[Set problem]
Rewrite the material from the line containing "of the wheel" through the end of the material, inclusive, replacing "locate" with "find" and leaving everything else unchanged.

§

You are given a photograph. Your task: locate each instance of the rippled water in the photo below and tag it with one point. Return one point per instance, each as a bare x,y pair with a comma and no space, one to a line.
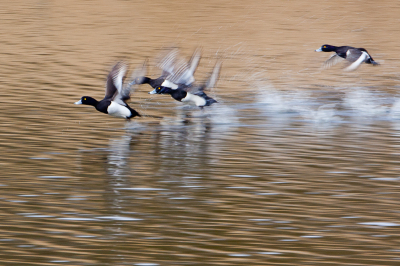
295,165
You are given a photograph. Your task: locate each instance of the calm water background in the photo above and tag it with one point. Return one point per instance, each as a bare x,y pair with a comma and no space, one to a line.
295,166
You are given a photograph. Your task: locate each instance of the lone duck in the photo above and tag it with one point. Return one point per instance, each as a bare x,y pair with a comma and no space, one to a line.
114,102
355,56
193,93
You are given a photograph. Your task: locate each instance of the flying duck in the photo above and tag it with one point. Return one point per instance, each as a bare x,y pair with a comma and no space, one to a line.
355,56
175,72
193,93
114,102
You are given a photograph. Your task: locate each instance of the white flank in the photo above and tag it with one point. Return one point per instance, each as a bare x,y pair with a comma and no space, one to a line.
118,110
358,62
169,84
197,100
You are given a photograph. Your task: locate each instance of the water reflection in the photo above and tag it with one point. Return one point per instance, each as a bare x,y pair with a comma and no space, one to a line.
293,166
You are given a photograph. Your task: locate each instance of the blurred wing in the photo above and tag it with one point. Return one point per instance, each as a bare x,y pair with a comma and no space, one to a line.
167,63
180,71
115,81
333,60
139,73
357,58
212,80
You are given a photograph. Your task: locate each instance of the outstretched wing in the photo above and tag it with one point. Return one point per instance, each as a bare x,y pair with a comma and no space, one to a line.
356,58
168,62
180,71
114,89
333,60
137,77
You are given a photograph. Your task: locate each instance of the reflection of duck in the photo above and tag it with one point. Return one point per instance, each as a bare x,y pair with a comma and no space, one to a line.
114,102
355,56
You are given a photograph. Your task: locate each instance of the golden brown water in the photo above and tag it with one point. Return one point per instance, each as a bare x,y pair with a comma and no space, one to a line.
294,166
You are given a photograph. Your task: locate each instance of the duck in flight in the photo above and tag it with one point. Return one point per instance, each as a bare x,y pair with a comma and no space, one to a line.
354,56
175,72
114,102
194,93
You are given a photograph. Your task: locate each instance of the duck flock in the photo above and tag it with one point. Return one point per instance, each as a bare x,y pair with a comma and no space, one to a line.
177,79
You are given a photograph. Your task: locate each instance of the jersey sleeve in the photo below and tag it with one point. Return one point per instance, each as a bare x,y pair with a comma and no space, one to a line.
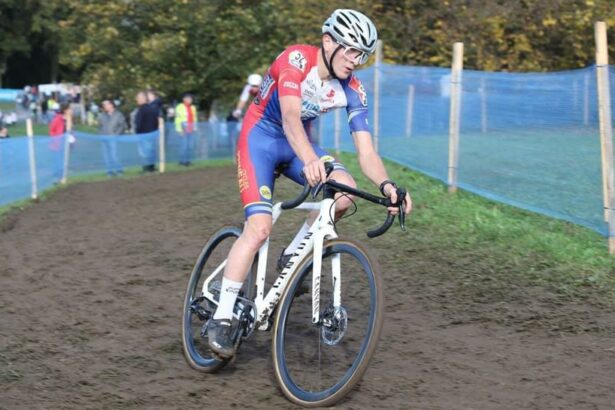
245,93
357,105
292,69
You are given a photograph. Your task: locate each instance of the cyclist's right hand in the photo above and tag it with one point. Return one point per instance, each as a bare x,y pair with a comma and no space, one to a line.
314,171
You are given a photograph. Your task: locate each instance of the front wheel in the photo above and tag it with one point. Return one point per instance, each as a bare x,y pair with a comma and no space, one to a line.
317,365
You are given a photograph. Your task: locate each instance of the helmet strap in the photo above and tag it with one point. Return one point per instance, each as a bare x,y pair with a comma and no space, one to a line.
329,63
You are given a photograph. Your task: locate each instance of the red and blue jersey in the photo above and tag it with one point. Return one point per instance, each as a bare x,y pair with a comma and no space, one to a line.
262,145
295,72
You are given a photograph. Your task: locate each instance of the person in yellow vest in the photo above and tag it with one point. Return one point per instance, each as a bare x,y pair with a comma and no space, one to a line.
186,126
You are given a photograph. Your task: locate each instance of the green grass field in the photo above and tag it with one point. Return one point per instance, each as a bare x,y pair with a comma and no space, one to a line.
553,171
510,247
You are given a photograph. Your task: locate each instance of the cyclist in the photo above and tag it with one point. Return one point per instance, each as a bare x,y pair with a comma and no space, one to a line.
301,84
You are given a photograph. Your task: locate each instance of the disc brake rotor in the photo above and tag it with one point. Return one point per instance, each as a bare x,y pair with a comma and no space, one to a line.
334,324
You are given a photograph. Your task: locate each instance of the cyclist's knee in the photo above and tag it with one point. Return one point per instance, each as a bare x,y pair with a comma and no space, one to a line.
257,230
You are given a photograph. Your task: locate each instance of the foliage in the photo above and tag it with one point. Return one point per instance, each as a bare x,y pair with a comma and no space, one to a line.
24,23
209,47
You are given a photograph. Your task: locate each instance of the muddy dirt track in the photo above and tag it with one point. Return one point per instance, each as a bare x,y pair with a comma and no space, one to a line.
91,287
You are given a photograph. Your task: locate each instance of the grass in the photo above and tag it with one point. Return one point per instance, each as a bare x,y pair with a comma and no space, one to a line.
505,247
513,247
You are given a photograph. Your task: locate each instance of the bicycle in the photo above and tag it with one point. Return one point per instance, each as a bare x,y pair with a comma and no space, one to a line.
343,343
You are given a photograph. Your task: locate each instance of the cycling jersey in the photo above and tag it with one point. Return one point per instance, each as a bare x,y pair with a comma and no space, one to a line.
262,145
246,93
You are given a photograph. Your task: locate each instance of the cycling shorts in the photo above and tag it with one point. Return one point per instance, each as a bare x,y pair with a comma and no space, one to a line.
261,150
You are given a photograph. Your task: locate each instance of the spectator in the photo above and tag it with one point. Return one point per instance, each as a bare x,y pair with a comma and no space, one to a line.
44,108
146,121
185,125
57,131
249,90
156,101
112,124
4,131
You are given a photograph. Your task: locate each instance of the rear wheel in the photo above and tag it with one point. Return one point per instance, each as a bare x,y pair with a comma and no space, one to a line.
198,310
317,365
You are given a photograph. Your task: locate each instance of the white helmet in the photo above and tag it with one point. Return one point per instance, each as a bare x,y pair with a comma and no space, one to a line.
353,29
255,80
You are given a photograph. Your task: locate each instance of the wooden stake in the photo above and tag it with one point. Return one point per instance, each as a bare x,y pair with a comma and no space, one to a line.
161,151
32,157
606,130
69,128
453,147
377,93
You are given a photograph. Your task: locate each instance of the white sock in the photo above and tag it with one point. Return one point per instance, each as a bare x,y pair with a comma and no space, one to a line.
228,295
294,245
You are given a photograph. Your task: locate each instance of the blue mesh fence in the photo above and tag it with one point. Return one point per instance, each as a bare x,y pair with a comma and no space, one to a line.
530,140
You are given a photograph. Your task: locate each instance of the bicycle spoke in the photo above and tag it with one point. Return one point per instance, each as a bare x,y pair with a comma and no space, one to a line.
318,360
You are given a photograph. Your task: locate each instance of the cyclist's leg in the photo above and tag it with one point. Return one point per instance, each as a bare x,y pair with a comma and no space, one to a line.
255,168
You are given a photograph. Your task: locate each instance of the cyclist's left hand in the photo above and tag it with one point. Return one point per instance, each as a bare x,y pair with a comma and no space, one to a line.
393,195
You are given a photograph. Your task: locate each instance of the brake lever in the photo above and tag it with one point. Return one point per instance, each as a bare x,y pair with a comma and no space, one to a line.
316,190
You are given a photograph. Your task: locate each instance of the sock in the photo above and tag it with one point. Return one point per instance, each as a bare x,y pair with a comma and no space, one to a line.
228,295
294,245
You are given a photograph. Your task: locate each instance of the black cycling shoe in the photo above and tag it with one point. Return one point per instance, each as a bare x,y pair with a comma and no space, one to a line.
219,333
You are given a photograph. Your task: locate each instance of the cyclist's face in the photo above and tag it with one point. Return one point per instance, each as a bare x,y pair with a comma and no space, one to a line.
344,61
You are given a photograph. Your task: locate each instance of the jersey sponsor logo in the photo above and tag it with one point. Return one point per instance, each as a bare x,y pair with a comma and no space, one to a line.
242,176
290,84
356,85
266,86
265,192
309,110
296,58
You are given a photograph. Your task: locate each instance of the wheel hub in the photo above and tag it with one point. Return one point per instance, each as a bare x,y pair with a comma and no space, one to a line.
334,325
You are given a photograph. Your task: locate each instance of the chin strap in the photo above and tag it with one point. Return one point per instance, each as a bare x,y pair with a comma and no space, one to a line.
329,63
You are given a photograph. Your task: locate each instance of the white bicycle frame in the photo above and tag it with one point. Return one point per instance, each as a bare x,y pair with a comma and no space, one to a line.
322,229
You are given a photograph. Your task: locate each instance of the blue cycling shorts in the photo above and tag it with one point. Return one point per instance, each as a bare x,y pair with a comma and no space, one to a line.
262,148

§

[Result]
You are given a photograph. Your task: find each instance of the wheel hub in the photo above and tag it with one point. Return one point per instance, each as a bare x,y pair with a comma and no space, one to a line.
334,325
You are given a photograph. Your task: find each instance of the chin strap in the photo above and tag it with one point. Return one point per instance, each as a bare x,y pair with a comma and no space, one to a line.
329,63
You are given a photograph. Your task: find each instance of the white bicycle frame in the photo above and tag it with one point. Return one point per instance, each as a bare x,y pair with a comma and no space, one to a line.
322,229
You are given a photograph. Your task: find each instance of the blue cycling shorts in the photo above and tag it with one point. Return one point per instance, each as a bare x,y pair with a comma and no space, one to a line.
262,148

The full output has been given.